----- Data -----
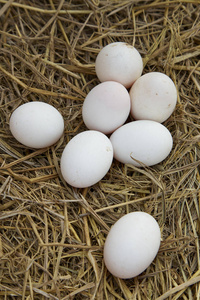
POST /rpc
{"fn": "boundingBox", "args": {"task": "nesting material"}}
[0,0,200,300]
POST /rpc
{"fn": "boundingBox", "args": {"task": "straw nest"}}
[0,0,200,300]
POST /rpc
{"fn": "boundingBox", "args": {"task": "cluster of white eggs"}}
[61,42,177,188]
[10,42,177,278]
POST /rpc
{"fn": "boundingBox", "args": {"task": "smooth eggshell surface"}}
[60,130,113,188]
[129,72,177,123]
[95,42,143,88]
[110,120,173,166]
[104,212,161,279]
[10,101,64,148]
[82,81,130,134]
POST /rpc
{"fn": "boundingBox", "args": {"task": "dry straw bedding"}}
[0,0,200,300]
-----
What you should do: Rescale every bounding-box coordinate in the answers of the listing above by multiplying it by 2.1 and rounding to the nearest whole number, with halves rounded up, then reproduce all the lines with the requests unchanged. Omit the pictures from your output.

Final result:
POST /rpc
{"fn": "boundingBox", "args": {"task": "nesting material"}}
[0,0,420,630]
POST /rpc
{"fn": "boundingBox", "args": {"task": "straw nest"}}
[0,0,420,630]
POST /rpc
{"fn": "boundingBox", "args": {"task": "cluster of white eggs"}}
[128,88,372,395]
[21,88,372,584]
POST /rpc
{"fn": "boundingBox", "args": {"task": "smooth eggshell surface"}}
[126,273,237,395]
[271,151,372,258]
[200,88,300,185]
[231,252,363,349]
[218,445,338,586]
[21,212,134,311]
[172,170,273,281]
POST /rpc
{"fn": "boundingBox", "args": {"task": "dry straw bedding"}}
[0,0,420,630]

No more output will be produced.